A punta de machete, Josefina pudo mantener a sus otros siete hijos. Una vida de sufrimiento que parece no terminar. Nada sabe ella sobre el progreso que ha traído al Ecuador más de 40 años de explotación petrolera en esa tierra que habita y considera su hogar. Ahora solo clama por una cosa: “agua limpia”. Y la última de sus hijas, Virginia, interviene para desfogar su indignación y pedir que se sepa lo que allí padecen.
Rodeada de excrementos de petróleo, vive no muy lejos de allí Jéssica Isacha. Tiene 23 años, el mismo tiempo que ha tenido como sus vecinas más cercanas a unas rocas negras que emanan un olor penetrante a aceite quemado. Es petróleo petrificado, “de esas piscinas que dejó abierta la Texaco hace años”, aclara la joven que es madre de una niña de un año. A Jéssica, lo único que le inquieta un poco es saber que consumen agua de un pozo cavado a menos de 10 metros de los vestigios petroleros, “pero que se le va hacer si es la única forma de tomar agua”. El hedor ya ni lo siente ni le encuentra sentido a preguntar: hasta cuándo tendrá que soportar esa presencia.

__Consigna A__
Traduce al inglés esta oración del pasaje proporcionado: «Tiene 23 años, el mismo tiempo que ha tenido como sus vecinas más cercanas a unas rocas negras que emanan un olor penetrante a aceite quemado».

__Material proporcionado__
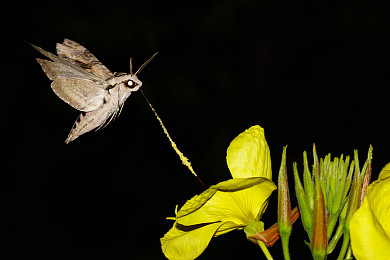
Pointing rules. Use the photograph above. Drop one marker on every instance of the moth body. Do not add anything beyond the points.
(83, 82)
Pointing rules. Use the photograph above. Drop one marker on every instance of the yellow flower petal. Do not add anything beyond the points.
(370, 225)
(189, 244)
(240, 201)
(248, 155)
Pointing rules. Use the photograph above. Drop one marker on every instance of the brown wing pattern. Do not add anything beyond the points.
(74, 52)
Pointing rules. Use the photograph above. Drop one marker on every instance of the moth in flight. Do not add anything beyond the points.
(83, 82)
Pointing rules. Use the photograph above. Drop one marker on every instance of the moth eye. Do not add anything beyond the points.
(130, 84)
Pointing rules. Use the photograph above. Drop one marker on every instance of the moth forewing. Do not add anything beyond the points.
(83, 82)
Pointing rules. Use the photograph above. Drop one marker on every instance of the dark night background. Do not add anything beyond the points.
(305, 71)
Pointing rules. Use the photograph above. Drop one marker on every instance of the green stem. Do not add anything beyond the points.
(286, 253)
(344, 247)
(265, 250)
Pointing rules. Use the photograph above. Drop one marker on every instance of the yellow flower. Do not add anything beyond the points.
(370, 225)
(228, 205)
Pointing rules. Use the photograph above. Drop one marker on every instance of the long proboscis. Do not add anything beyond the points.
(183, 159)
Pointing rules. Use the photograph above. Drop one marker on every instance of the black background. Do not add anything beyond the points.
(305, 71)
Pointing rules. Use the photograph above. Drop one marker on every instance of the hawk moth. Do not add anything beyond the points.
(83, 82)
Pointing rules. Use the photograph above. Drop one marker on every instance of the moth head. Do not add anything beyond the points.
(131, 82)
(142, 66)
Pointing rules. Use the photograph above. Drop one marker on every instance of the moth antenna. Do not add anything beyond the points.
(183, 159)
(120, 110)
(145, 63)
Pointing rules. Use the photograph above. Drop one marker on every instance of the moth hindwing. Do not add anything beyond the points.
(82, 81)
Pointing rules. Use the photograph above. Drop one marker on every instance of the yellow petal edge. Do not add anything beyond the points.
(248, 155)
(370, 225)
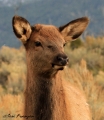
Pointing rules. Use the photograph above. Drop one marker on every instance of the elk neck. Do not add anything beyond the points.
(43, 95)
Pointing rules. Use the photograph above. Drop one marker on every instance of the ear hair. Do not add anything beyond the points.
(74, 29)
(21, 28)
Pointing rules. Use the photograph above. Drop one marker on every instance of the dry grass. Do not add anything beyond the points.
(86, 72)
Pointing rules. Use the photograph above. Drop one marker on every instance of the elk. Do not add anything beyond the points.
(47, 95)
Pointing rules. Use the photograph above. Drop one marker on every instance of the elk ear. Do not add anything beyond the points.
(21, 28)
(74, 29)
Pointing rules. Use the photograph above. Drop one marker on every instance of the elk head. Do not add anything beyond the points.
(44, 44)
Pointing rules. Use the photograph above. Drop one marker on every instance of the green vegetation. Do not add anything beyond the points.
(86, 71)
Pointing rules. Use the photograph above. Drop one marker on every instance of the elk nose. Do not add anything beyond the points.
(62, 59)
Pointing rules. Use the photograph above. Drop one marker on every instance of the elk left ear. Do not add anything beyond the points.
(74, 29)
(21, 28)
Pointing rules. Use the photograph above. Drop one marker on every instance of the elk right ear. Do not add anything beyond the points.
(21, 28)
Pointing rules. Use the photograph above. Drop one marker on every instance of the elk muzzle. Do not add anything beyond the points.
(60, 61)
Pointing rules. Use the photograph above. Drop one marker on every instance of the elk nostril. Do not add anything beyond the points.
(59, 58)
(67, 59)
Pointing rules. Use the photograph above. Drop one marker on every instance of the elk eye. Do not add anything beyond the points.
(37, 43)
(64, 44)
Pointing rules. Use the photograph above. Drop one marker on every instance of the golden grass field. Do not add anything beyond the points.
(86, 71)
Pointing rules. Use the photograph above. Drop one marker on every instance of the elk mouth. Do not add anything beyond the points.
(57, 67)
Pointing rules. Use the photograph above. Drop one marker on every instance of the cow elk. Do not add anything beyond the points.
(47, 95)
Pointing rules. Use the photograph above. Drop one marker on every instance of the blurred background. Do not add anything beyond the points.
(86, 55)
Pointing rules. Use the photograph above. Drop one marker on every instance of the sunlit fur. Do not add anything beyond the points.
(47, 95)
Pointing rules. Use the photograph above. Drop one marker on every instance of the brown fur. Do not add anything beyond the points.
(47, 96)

__Consigna B__
Por favor, copia sin cambios las líneas del listado que van desde la que contiene "mouth. Do not add anything beyond the points." hasta el final del listado, incluidas ambas.

__Respuesta escrita A__
She is 23 years old, the same length of time that some black rocks giving off a pungent smell of burnt oil have been her closest neighbors.

__Respuesta escrita B__
Pointing rules. Use the photograph above. Drop one marker on every instance of the elk mouth. Do not add anything beyond the points.
(57, 67)
Pointing rules. Use the photograph above. Drop one marker on every instance of the cow elk. Do not add anything beyond the points.
(47, 95)
Pointing rules. Use the photograph above. Drop one marker on every instance of the blurred background. Do not add anything beyond the points.
(86, 55)
Pointing rules. Use the photograph above. Drop one marker on every instance of the sunlit fur. Do not add anything beyond the points.
(47, 95)
Pointing rules. Use the photograph above. Drop one marker on every instance of the brown fur. Do not add anything beyond the points.
(47, 96)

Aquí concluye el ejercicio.